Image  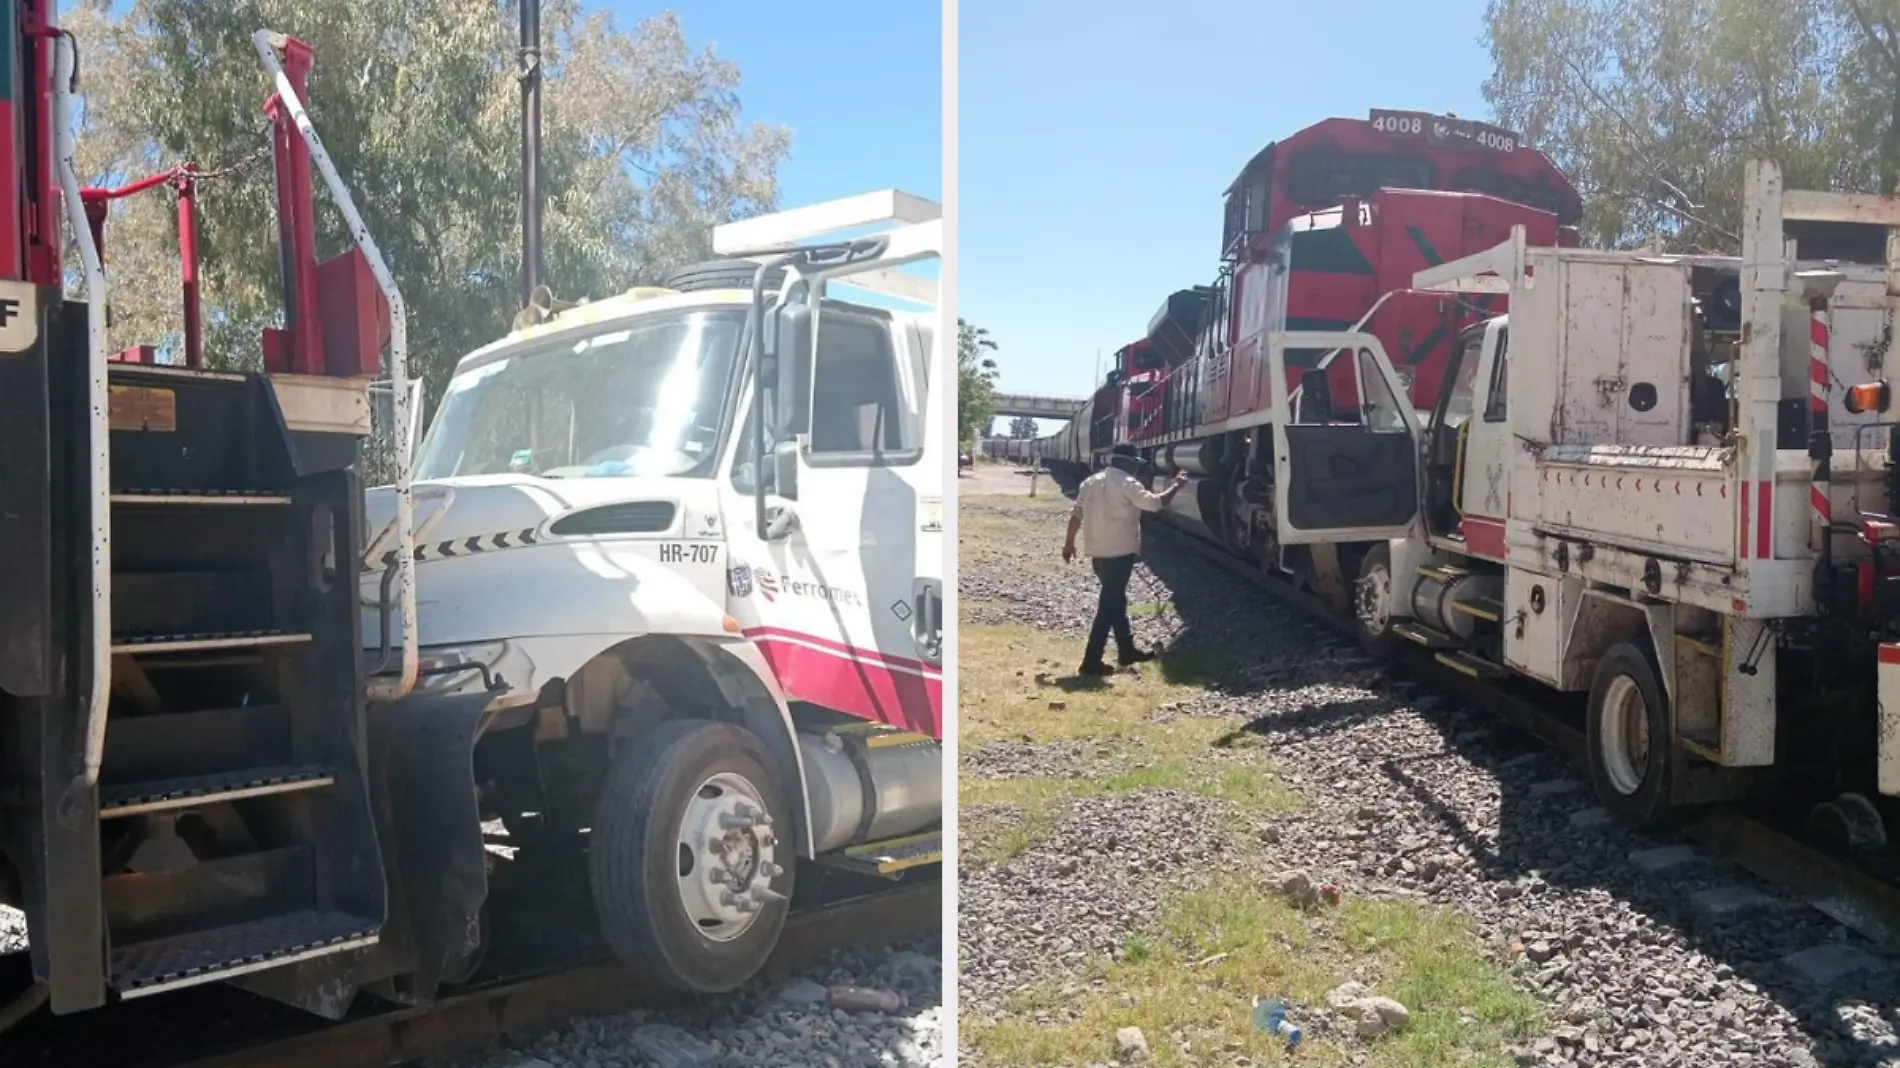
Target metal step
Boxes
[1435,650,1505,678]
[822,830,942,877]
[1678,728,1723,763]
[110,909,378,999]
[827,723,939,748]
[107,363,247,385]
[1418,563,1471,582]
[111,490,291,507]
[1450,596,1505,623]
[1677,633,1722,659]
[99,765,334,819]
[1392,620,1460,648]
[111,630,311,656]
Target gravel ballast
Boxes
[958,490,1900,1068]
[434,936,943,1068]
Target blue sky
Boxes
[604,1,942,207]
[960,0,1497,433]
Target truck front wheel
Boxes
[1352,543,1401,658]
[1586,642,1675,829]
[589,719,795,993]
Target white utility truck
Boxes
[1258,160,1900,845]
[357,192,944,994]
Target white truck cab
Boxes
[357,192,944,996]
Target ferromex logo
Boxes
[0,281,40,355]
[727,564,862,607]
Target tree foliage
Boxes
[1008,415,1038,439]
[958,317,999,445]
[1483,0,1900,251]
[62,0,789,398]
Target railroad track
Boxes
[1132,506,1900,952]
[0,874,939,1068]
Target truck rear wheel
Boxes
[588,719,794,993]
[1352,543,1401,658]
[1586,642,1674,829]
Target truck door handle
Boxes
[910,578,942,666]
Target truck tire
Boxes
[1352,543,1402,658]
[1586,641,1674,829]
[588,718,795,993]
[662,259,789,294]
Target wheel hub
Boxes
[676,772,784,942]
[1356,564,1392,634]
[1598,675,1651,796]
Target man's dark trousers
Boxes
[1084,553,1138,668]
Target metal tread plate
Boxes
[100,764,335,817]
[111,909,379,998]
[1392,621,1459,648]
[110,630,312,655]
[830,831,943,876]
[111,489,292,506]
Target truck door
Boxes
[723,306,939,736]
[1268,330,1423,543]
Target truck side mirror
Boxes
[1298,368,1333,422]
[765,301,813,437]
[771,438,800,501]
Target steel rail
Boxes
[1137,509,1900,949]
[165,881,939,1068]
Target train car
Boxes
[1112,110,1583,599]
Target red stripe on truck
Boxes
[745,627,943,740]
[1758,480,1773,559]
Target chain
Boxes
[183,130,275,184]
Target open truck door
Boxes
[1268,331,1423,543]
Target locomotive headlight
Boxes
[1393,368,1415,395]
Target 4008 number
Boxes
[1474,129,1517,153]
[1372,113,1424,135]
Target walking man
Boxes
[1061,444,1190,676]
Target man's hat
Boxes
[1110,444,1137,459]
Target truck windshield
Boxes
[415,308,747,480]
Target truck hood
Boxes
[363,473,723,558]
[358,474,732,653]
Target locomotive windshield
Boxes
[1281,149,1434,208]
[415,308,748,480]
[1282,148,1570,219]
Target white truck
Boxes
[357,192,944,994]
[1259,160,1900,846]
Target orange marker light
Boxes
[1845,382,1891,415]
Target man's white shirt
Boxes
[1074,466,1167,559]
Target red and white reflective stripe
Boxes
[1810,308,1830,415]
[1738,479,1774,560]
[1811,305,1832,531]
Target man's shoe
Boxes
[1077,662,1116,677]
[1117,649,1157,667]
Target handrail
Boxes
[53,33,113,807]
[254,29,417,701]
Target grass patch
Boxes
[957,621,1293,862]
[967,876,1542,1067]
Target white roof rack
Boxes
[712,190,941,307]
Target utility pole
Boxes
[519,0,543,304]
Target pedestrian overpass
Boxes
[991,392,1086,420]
★ ★ ★
● **ASSIGNMENT**:
Repeat all the material above exactly, apart from the pictures.

● **ANSWER TO THIS PROBLEM**:
Image  
Target metal step
Boxes
[1435,650,1505,678]
[822,830,942,877]
[1678,728,1723,763]
[110,909,378,999]
[827,723,939,748]
[107,363,247,385]
[1418,563,1471,582]
[111,490,291,507]
[1450,596,1505,623]
[1677,633,1722,659]
[99,765,334,819]
[1392,620,1460,648]
[111,630,311,656]
Target gravel ballast
Boxes
[958,490,1900,1068]
[434,936,943,1068]
Target blue sky
Boxes
[604,1,942,207]
[960,0,1497,433]
Target truck front wheel
Boxes
[1352,543,1401,658]
[1586,642,1675,829]
[589,719,795,993]
Target white utility truck
Boxes
[1258,160,1900,845]
[357,192,944,994]
Target white truck cab
Boxes
[357,192,944,996]
Target ferromex logo
Boxes
[0,281,40,355]
[727,564,862,607]
Target tree foliage
Boxes
[1008,415,1038,439]
[958,317,999,445]
[1483,0,1900,251]
[62,0,789,398]
Target railroad track
Boxes
[1132,506,1900,952]
[0,874,939,1068]
Target truck rear wheel
Boxes
[588,719,794,993]
[1352,543,1401,658]
[1586,642,1674,829]
Target truck door handle
Boxes
[910,578,942,666]
Target truck tire
Boxes
[1352,543,1402,658]
[1586,641,1674,829]
[588,718,795,993]
[662,259,789,294]
Target wheel hub
Boxes
[676,772,784,942]
[1356,564,1392,634]
[1598,675,1651,796]
Target man's dark trousers
Boxes
[1084,553,1138,668]
Target metal tread plate
Boxes
[100,764,335,817]
[111,909,379,998]
[1392,621,1459,648]
[110,630,312,655]
[830,831,943,876]
[111,489,292,506]
Target truck door
Boxes
[723,306,939,736]
[1268,330,1423,543]
Target truck side mirror
Boxes
[1298,368,1333,422]
[765,301,813,437]
[771,438,800,501]
Target steel rail
Boxes
[1137,509,1900,949]
[165,881,939,1068]
Target train car
Boxes
[1112,110,1583,599]
Target red stripe on truck
Boxes
[745,627,943,740]
[1758,480,1773,559]
Target chain
Boxes
[183,130,275,184]
Target open truck door
Boxes
[1268,331,1423,543]
Target locomotive headlight
Boxes
[1393,368,1415,395]
Target 4008 number
Boxes
[1474,129,1517,153]
[1372,113,1424,135]
Target walking man
Boxes
[1061,444,1190,676]
Target man's hat
Boxes
[1110,444,1137,459]
Target truck windshield
Boxes
[415,308,747,480]
Target truck hood
Boxes
[363,473,723,558]
[358,474,732,653]
Target locomotive windshield
Boxes
[1281,149,1434,208]
[415,308,748,480]
[1282,148,1570,219]
Target white truck
Boxes
[357,192,944,994]
[1259,160,1900,846]
Target orange marker light
Boxes
[1845,382,1891,415]
Target man's white shirt
Boxes
[1074,466,1167,559]
Target red and white reflective stripe
Boxes
[1810,308,1830,415]
[1738,479,1774,560]
[1811,305,1832,531]
Target man's shoe
Boxes
[1077,662,1116,677]
[1117,649,1157,667]
Target handrail
Boxes
[53,33,113,807]
[254,29,417,701]
Target grass patch
Boxes
[957,621,1293,862]
[967,876,1542,1067]
Target white roof rack
Boxes
[712,190,941,307]
Target utility pole
Boxes
[519,0,543,304]
Target pedestrian overpass
Boxes
[991,392,1086,420]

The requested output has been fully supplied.